### Text passage
============================================================

Posted in entrepreneurship by Steve Sammartino on April 2, 2010

When our genes could not store all the information necessary for our survival, we slowly invented brains. But then the time came, maybe tens of thousands of years ago, that we needed to know more than could be conveniently stored in brains. So we learned to stockpile enormous amounts of information outside our bodies. We are the only species as far as we know to have developed a communal memory, and the warehouse of that memory is called the library.

Something extraordinary has been happening on the planet earth. Rich information from distant lands and peoples , has become routinely available. Computers can now store and process enormous amounts of information extremely rapidly. In our time a revolution has begun. A revolution perhaps as significant as the evolution of DNA and nervous systems and the invention of writing. Direct communication among billions of human beings is now made possible by computers and satellites.  The potential for a global intelligence is emerging, linking all the brains on earth into a planetary consciousness.

The above words were spoken 29 years ago by Carl Sagan (in Cosmos 1980). Well before the personal computer revolution, the graphical user interface, before the internet had left military installations and Universities. Carl was a prophet, with great insight. He’s just described our world so poignantly, well before it arrived.

It makes me excited to be able to share my thoughts so easily, like Carl said we would all this time ago. It makes me want to ensure my digital contribution is positive and leaves a valuable legacy. It makes me want to make sure we all know how important this gift of omnipresent communication is, at a time when our species needs to collaborate so strongly for our survival.

Now that we can so quickly enter the minds of others, we should all make sure our contributions are positive, that we add something of value to this collective consciousness.

============================================================

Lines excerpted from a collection
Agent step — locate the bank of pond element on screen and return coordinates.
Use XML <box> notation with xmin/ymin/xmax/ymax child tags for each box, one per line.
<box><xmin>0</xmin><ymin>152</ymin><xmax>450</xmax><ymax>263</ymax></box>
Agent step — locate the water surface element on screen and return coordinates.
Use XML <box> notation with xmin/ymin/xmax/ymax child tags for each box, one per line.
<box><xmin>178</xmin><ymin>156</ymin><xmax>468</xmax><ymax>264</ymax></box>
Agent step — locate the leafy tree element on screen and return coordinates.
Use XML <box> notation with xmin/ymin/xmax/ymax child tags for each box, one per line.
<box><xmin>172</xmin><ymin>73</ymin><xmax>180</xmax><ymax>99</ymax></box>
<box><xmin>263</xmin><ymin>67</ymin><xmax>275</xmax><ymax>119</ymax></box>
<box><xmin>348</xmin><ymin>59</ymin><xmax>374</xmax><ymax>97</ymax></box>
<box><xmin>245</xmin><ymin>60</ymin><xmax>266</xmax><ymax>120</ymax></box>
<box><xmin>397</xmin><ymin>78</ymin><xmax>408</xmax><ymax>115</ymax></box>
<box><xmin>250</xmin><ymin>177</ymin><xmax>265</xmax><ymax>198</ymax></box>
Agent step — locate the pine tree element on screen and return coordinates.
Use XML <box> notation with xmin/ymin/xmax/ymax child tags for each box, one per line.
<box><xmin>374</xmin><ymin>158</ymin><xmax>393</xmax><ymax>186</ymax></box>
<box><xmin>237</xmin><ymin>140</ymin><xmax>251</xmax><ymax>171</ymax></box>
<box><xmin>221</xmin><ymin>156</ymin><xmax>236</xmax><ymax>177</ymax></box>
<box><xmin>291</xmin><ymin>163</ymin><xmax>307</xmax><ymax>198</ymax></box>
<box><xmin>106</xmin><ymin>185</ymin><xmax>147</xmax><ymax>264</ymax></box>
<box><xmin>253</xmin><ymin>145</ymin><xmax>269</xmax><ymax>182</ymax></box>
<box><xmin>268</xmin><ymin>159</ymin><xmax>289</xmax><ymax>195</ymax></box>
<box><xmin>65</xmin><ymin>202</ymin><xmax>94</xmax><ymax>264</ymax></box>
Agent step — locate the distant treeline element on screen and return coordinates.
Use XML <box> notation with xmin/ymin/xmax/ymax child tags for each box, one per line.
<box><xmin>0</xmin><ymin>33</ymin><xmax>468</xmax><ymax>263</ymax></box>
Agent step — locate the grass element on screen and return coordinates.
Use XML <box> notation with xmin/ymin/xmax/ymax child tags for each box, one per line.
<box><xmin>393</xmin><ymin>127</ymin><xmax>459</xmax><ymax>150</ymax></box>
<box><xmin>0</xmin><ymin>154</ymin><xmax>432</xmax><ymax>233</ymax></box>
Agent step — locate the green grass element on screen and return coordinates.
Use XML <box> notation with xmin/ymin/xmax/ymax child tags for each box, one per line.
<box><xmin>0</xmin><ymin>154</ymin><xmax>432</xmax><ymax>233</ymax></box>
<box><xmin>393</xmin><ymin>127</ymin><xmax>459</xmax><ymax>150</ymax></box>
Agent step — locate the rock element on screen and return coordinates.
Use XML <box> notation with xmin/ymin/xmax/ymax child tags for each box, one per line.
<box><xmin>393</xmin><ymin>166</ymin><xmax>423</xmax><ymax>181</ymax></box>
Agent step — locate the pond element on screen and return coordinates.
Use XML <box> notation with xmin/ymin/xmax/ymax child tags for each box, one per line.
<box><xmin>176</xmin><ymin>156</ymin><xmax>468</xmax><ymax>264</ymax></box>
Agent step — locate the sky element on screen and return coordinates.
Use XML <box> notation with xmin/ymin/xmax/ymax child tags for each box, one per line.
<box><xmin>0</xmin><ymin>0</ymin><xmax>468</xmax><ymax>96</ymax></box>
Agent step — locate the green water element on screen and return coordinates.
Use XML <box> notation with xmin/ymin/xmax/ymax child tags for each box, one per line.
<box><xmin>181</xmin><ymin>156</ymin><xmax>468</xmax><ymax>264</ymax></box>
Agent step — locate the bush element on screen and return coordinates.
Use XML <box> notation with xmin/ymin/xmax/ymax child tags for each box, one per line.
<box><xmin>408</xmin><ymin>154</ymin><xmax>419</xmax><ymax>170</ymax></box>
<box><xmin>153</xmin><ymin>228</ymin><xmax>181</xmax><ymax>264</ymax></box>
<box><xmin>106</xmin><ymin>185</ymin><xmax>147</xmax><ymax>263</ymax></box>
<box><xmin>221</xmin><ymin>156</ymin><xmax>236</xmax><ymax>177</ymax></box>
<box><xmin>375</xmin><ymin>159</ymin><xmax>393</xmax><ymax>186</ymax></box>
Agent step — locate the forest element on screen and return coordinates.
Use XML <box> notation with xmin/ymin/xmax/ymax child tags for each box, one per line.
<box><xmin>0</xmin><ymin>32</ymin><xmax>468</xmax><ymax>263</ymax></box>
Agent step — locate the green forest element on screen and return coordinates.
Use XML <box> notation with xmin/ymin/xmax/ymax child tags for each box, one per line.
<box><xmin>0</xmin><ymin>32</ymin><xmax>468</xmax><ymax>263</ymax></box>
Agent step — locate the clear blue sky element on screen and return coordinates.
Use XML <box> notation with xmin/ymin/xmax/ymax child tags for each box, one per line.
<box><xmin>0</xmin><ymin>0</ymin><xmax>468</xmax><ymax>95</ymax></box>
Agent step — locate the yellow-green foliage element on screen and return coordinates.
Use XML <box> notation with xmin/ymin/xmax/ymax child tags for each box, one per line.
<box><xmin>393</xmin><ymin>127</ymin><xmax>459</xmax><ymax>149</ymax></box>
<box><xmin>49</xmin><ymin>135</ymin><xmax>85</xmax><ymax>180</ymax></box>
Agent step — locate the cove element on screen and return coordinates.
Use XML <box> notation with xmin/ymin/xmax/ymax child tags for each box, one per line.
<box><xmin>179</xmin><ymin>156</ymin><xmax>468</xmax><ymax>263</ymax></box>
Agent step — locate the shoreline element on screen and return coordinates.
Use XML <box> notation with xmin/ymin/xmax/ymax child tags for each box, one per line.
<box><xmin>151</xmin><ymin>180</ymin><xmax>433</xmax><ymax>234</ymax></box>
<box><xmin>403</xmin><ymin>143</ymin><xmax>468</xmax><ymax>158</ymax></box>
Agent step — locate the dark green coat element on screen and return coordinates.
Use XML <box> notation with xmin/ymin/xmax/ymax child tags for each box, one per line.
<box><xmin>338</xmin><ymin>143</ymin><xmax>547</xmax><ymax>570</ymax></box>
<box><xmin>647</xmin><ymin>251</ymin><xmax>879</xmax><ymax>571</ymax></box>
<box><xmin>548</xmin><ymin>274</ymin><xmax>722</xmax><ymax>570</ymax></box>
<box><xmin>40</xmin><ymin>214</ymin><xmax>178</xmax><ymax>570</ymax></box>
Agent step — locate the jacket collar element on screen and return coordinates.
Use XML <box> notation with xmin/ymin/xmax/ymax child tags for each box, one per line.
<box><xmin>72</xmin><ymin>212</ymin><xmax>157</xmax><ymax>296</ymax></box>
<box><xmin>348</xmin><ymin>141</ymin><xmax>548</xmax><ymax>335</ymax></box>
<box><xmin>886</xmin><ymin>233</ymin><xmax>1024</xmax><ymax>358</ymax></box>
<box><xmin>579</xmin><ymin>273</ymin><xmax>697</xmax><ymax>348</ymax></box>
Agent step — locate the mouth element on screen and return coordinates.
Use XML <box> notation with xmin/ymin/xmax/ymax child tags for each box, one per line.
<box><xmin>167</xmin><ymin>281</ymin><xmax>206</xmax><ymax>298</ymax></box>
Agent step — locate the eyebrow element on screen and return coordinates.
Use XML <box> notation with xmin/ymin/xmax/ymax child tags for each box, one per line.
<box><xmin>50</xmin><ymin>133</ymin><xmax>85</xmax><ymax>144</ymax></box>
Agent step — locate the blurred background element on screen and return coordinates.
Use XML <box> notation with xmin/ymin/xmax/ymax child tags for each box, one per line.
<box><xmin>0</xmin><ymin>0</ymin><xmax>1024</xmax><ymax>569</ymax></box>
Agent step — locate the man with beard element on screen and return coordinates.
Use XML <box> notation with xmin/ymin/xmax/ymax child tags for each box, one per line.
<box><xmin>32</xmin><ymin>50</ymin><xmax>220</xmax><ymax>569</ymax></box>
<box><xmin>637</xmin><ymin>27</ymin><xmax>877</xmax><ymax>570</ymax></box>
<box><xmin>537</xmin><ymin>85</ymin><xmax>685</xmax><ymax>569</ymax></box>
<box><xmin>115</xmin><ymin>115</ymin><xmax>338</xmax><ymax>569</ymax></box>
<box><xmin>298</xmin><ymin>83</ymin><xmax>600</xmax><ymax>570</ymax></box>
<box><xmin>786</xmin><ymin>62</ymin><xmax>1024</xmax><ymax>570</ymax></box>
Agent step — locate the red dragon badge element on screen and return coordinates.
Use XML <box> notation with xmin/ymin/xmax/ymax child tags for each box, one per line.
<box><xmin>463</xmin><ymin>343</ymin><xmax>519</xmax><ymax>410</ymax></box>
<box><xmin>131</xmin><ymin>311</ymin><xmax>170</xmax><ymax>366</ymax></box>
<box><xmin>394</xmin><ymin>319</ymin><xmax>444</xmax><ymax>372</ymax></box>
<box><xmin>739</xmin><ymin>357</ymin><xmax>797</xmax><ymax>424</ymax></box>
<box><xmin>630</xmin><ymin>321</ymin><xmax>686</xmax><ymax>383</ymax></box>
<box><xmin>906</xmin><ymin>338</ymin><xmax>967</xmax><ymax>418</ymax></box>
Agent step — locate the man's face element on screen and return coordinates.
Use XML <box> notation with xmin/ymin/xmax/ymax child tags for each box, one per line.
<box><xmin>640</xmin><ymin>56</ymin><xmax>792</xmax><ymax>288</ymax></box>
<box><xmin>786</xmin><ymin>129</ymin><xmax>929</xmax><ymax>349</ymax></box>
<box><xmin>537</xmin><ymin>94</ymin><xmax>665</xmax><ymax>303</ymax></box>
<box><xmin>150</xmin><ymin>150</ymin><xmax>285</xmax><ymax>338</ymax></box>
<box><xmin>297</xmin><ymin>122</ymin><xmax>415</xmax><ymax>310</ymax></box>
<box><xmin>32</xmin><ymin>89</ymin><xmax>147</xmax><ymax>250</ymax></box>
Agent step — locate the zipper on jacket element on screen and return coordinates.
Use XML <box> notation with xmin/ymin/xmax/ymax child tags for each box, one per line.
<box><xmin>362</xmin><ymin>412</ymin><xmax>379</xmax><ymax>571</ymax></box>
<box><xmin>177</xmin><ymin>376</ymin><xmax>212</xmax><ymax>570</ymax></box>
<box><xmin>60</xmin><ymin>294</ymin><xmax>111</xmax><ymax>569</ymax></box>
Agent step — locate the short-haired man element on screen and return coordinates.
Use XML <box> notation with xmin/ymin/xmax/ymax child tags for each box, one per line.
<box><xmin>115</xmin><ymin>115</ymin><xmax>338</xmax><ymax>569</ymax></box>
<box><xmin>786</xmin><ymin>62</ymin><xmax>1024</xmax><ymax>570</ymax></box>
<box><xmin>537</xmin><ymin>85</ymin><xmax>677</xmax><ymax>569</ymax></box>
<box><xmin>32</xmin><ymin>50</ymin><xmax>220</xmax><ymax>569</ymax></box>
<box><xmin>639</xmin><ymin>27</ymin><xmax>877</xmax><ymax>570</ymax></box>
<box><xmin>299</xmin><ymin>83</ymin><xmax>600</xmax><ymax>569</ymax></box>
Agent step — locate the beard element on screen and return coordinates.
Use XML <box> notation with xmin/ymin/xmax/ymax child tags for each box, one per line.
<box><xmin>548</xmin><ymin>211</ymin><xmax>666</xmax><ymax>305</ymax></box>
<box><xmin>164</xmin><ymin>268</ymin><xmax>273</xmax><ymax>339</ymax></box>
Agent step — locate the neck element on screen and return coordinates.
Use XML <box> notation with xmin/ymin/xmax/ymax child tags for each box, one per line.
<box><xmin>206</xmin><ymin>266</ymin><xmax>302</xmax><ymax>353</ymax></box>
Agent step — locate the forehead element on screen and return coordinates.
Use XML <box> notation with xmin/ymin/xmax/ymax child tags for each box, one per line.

============================================================

### Exercise requirements
In the post on communal memory, repeat the text starting at "It makes me excited" and ending after "for our survival.". Switch "legacy" to "mark".

### Answer to the problem
It makes me excited to be able to share my thoughts so easily, like Carl said we would all this time ago. It makes me want to ensure my digital contribution is positive and leaves a valuable mark. It makes me want to make sure we all know how important this gift of omnipresent communication is, at a time when our species needs to collaborate so strongly for our survival.